* BLOC DE TEXTE:
La Nouvelle Revue d'Histoire : "L'histoire à l'endroit". Fondée en 2002 par Dominique Venner et dirigée par Philippe Conrad.

La définition du phénomène demeure incomplète, au point que les grilles d’interprétation utilisées pour en rendre compte apparaissent dangereusement obsolètes, le mot « terrorisme » désignant souvent des réalités bien différentes.

Éditorial et sommaire du HS n°13 (automne-hiver 2016)

Éditorial et sommaire du HS n°13 (automne-hiver 2016)

Comprendre le terrorisme et relever le défi

Semant l’inquiétude et suscitant une condamnation générale, le « terrorisme » s’est progressivement installé au premier rang des préoccupations des Français. Mais, demeure le sentiment diffus qu’il n’a pas été analysé pour ce qu’il est, que les dirigeants des pays occidentaux n’ont pas évalué correctement la nature du défi qui leur est lancé. La définition du phénomène demeure incomplète, au point que les grilles d’interprétation utilisées pour en rendre compte apparaissent dangereusement obsolètes, le mot « terrorisme » désignant souvent des réalités bien différentes.

Si l’on se réfère à l’étymologie, le latin terrere signifie « terrifier » ou « effrayer », mais le mot peut recouvrir des acceptions très larges. Il apparaît dès 1794 pour rendre compte de la politique de « Terreur » mise en œuvre à partir de l’automne 1793 par le Comité de salut public pour sauver la République menacée. Cette terreur organisée par l’État n’a guère à voir avec les violences aveugles exercées par des minorités se jugeant opprimées. Dans un autre registre, le tyrannicide légitimé par les clercs, notamment dans le contexte des guerres religieuses de l’époque moderne correspond à un contexte bien particulier. L’assassin d’Henri III ou les conspirateurs qui tentent de faire sauter le Parlement anglais appartiennent à un autre monde de croyances et de représentations.

La machine infernale de la rue Saint-Nicaise, qui doit tuer le Premier Consul Napoléon Bonaparte s’inscrit davantage dans notre vision contemporaine du terrorisme, tout comme l’attentat qui coûte la vie – à Marseille, en octobre 1934 – au roi Alexandre de Yougoslavie. Il s’agit là, en faisant disparaître un chef d’État, de créer les conditions d’un chaos dont on attend qu’il permette de changer la situation politique mais l’attentat, réussi ou non, n’est qu’un épisode d’une lutte pour le pouvoir, il ne signifie pas une volonté de bouleversement radical de l’ordre établi et de la société dans son ensemble.

L’émergence du sentiment national va bientôt fournir, à partir du XIXe siècle, une légitimité nouvelle aux actions violentes de peuples luttant pour leur émancipation, des Irlandais rebelles aux Macédoniens privés d’État lors des recompositions territoriales balkaniques, des combattants de l’Irgoun sioniste aux fellaghas algériens. Selon le point de vue adopté à propos de ces différents conflits, le « terroriste » peut se transformer en « résistant », sans qu’il soit possible de départager sans appel les différents acteurs, le cas de l’interminable conflit israélo-palestinien demeurant exemplaire à cet égard.

* DONNÉES FOURNIES:
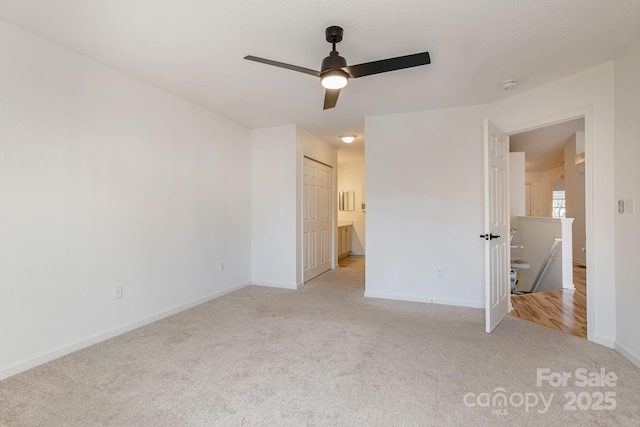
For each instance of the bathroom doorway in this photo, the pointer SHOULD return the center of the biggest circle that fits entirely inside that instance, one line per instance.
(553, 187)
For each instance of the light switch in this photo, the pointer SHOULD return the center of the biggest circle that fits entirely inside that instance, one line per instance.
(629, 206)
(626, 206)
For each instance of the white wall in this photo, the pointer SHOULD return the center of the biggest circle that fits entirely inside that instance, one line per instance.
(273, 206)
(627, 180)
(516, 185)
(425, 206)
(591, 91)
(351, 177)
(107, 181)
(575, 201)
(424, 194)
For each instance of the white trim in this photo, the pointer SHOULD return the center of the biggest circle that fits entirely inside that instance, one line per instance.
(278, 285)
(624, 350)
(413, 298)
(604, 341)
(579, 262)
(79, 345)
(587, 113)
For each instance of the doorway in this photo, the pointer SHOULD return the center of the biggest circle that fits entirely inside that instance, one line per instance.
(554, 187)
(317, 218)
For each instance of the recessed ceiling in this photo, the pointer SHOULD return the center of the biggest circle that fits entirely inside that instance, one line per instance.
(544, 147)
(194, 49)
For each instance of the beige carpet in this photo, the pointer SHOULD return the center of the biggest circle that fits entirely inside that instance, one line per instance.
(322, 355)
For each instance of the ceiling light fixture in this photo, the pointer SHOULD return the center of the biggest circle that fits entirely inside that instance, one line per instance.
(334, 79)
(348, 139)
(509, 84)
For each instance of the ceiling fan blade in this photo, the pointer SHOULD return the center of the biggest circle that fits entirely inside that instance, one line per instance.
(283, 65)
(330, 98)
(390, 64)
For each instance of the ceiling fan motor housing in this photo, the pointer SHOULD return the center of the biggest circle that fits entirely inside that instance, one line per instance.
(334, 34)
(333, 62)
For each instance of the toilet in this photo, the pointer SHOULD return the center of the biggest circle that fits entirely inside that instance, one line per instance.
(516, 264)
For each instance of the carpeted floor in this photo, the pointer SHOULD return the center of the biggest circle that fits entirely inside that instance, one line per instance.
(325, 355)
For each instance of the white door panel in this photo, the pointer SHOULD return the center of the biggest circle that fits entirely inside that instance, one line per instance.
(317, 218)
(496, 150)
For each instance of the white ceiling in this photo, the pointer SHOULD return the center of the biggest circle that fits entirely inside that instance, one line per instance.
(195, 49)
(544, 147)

---

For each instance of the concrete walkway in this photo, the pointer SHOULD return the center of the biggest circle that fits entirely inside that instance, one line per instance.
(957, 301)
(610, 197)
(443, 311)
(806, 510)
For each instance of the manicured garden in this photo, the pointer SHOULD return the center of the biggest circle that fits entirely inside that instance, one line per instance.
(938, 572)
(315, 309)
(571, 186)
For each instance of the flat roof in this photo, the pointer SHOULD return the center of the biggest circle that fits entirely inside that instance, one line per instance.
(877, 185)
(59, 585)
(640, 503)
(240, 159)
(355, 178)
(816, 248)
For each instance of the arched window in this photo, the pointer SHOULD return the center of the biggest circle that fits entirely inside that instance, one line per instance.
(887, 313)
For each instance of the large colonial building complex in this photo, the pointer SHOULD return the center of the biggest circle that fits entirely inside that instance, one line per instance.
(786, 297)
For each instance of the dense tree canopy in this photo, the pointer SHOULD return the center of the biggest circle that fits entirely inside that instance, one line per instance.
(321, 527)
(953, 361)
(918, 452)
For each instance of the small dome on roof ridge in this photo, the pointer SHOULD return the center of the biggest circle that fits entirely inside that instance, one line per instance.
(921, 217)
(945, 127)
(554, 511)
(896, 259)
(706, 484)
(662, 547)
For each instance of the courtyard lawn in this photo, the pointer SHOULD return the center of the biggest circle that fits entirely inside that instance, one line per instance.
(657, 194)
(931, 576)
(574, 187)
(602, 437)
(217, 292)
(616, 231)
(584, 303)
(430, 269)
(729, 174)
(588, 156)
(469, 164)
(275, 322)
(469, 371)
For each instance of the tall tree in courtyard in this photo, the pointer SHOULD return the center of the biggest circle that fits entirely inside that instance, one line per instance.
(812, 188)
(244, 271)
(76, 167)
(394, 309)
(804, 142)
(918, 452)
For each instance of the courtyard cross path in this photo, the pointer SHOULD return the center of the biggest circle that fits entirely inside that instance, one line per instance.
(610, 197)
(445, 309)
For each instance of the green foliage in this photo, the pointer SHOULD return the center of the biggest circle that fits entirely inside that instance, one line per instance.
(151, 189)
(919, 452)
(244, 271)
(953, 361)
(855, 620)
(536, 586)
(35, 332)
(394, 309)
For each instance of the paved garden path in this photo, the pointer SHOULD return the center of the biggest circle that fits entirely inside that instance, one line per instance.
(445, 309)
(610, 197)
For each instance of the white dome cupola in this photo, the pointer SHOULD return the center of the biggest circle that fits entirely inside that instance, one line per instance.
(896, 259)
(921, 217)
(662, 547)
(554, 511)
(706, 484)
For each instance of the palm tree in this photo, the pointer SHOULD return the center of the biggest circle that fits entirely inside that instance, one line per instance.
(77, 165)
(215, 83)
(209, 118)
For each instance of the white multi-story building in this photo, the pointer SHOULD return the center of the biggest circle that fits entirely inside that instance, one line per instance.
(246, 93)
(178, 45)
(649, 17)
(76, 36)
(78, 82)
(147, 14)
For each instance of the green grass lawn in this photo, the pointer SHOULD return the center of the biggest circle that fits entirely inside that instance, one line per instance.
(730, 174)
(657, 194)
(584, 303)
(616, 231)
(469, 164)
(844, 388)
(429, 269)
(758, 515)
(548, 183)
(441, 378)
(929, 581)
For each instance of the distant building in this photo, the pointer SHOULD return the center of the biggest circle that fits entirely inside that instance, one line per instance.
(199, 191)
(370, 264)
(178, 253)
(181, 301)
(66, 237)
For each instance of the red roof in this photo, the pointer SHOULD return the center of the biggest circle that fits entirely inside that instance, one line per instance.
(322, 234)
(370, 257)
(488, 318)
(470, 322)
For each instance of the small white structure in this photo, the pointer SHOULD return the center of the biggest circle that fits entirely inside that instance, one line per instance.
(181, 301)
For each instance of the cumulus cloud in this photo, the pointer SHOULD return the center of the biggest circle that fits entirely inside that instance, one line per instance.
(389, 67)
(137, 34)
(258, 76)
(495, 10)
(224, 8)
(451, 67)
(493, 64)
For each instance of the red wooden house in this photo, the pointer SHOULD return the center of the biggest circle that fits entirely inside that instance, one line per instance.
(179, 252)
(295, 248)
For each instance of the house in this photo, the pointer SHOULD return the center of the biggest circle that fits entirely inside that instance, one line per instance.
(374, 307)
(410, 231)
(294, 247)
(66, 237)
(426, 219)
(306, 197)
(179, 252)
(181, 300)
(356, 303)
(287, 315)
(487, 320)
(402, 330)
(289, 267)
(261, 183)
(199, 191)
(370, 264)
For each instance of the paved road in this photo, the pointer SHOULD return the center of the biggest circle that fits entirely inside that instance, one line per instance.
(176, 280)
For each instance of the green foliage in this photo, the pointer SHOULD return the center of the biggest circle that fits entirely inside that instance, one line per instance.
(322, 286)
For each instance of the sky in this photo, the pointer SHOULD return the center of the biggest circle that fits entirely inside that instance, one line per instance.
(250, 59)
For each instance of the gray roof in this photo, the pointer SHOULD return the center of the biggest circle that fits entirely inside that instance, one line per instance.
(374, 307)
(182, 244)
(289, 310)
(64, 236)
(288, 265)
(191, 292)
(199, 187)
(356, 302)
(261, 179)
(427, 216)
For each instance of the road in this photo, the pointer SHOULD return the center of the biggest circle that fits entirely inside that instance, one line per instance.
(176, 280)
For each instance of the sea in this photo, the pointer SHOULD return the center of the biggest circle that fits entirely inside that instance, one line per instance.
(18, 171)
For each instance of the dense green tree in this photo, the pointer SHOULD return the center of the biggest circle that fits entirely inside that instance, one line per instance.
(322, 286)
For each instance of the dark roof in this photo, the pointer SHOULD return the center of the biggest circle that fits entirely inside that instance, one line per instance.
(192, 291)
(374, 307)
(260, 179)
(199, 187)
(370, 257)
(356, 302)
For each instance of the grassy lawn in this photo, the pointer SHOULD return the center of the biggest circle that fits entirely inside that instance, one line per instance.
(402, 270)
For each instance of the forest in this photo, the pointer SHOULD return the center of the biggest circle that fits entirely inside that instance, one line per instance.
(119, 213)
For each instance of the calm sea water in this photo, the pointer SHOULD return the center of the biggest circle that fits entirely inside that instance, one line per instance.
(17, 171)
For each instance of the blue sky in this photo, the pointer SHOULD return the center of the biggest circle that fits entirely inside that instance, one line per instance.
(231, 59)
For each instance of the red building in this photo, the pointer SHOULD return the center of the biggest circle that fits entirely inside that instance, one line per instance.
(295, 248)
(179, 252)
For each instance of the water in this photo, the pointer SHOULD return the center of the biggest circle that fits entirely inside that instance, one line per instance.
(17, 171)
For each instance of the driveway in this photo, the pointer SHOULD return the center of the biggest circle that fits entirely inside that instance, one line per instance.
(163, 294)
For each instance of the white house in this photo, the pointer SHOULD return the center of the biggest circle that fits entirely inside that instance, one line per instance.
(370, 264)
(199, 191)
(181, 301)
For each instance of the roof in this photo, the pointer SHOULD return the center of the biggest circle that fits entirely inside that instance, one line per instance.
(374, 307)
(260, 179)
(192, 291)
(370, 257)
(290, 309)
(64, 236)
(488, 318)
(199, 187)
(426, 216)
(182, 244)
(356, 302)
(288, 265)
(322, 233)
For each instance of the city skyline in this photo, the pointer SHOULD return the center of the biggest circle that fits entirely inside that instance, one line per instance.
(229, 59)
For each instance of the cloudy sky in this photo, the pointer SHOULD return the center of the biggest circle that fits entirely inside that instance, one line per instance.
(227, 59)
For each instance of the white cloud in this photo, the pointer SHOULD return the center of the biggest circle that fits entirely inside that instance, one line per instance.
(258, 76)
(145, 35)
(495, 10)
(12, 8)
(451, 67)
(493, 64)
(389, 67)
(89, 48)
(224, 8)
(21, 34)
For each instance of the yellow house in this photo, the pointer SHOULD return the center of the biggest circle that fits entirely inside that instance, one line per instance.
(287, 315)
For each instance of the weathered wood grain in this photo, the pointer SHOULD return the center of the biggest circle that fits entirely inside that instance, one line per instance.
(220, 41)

--

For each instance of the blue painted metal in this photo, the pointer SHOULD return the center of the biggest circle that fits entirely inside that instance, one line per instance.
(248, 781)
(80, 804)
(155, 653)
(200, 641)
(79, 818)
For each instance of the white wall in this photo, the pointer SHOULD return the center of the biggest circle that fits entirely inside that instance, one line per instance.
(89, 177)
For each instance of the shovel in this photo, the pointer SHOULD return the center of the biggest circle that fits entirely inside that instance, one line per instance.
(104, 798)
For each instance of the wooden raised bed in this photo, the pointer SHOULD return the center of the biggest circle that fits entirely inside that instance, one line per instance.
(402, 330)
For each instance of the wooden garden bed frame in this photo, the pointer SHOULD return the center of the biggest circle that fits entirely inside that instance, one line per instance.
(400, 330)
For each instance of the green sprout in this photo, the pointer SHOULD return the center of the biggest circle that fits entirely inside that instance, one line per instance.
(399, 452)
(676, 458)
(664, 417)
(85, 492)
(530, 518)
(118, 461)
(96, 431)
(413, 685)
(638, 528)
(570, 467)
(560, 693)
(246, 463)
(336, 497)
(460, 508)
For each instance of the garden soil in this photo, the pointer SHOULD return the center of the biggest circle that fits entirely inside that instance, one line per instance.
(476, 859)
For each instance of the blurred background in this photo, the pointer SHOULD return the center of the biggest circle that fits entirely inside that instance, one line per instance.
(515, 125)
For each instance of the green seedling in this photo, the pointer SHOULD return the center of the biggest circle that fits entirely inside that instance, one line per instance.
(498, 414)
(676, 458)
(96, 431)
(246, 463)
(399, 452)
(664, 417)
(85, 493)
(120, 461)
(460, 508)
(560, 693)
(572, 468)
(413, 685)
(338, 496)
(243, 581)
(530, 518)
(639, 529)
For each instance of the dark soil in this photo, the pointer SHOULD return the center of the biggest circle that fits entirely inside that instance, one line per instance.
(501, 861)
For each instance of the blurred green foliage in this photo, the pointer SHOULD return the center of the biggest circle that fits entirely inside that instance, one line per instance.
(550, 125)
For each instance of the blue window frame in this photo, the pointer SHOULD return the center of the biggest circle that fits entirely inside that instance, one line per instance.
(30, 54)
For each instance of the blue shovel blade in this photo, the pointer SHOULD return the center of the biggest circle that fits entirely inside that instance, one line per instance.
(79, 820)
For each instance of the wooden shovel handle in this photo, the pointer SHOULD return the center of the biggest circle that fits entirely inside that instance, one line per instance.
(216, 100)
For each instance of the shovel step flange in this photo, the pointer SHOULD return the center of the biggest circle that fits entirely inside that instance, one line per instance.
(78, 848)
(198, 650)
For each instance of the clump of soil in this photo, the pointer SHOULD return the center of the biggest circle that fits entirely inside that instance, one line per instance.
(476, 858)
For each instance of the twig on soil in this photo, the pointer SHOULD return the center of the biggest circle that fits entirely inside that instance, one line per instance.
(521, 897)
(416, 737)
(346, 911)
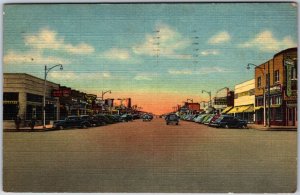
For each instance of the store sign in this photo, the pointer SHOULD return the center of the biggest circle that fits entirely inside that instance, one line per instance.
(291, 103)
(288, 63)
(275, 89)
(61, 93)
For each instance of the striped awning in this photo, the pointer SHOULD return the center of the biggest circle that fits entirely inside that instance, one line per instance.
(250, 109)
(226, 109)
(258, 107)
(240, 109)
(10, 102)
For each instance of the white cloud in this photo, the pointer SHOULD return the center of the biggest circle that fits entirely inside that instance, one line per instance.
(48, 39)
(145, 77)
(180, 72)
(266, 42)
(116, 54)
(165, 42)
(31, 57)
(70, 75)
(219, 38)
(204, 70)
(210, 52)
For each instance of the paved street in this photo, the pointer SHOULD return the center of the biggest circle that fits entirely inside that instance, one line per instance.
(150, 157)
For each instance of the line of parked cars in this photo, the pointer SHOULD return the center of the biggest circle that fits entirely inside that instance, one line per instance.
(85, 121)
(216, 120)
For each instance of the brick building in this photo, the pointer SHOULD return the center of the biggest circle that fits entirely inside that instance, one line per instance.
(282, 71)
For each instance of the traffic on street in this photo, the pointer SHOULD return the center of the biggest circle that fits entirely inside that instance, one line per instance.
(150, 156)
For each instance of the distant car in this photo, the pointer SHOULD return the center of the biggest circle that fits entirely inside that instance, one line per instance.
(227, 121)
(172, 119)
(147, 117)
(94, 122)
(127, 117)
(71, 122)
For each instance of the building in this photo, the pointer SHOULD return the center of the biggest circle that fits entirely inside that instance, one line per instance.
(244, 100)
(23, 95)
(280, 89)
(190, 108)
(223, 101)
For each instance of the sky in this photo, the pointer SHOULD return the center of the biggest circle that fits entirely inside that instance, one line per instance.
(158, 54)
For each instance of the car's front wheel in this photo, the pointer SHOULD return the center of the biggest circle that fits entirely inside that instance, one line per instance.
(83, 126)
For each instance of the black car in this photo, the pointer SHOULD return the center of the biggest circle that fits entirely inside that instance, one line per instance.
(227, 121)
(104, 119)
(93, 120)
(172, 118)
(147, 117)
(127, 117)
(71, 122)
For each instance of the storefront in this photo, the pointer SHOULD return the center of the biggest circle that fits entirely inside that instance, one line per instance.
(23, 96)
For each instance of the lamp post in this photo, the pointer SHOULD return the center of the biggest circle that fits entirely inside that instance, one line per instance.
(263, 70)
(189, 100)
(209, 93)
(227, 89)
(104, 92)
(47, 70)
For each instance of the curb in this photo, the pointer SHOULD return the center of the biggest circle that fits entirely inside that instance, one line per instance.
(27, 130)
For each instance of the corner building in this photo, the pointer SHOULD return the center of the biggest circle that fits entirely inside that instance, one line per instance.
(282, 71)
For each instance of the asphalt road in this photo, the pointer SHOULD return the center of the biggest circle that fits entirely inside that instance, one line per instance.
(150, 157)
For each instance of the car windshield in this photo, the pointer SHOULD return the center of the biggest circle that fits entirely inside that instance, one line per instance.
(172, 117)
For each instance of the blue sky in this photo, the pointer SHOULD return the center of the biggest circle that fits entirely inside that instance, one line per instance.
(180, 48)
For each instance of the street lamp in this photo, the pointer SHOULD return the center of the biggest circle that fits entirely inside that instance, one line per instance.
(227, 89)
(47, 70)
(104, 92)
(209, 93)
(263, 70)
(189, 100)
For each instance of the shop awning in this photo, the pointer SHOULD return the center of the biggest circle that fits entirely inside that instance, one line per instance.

* LISTE DES TÂCHES:
**A.** Selon l'éditorial sur le terrorisme, en quelle année le mot apparaît-il pour désigner la politique de « Terreur » ?
**B.** Recopiez l'éditorial sur le terrorisme depuis « Si l’on se réfère » jusqu'à « et de représentations. » inclus.
**C.** Quels peuples ou combattants luttant pour leur émancipation l'éditorial sur le terrorisme cite-t-il en exemple ?

* RÉPONSES AUX TÂCHES:
**A.** En 1794.

**B.**
Si l’on se réfère à l’étymologie, le latin terrere signifie « terrifier » ou « effrayer », mais le mot peut recouvrir des acceptions très larges. Il apparaît dès 1794 pour rendre compte de la politique de « Terreur » mise en œuvre à partir de l’automne 1793 par le Comité de salut public pour sauver la République menacée. Cette terreur organisée par l’État n’a guère à voir avec les violences aveugles exercées par des minorités se jugeant opprimées. Dans un autre registre, le tyrannicide légitimé par les clercs, notamment dans le contexte des guerres religieuses de l’époque moderne correspond à un contexte bien particulier. L’assassin d’Henri III ou les conspirateurs qui tentent de faire sauter le Parlement anglais appartiennent à un autre monde de croyances et de représentations.

**C.**
- Les Irlandais rebelles
- Les Macédoniens privés d'État lors des recompositions territoriales balkaniques
- Les combattants de l'Irgoun sioniste
- Les fellaghas algériens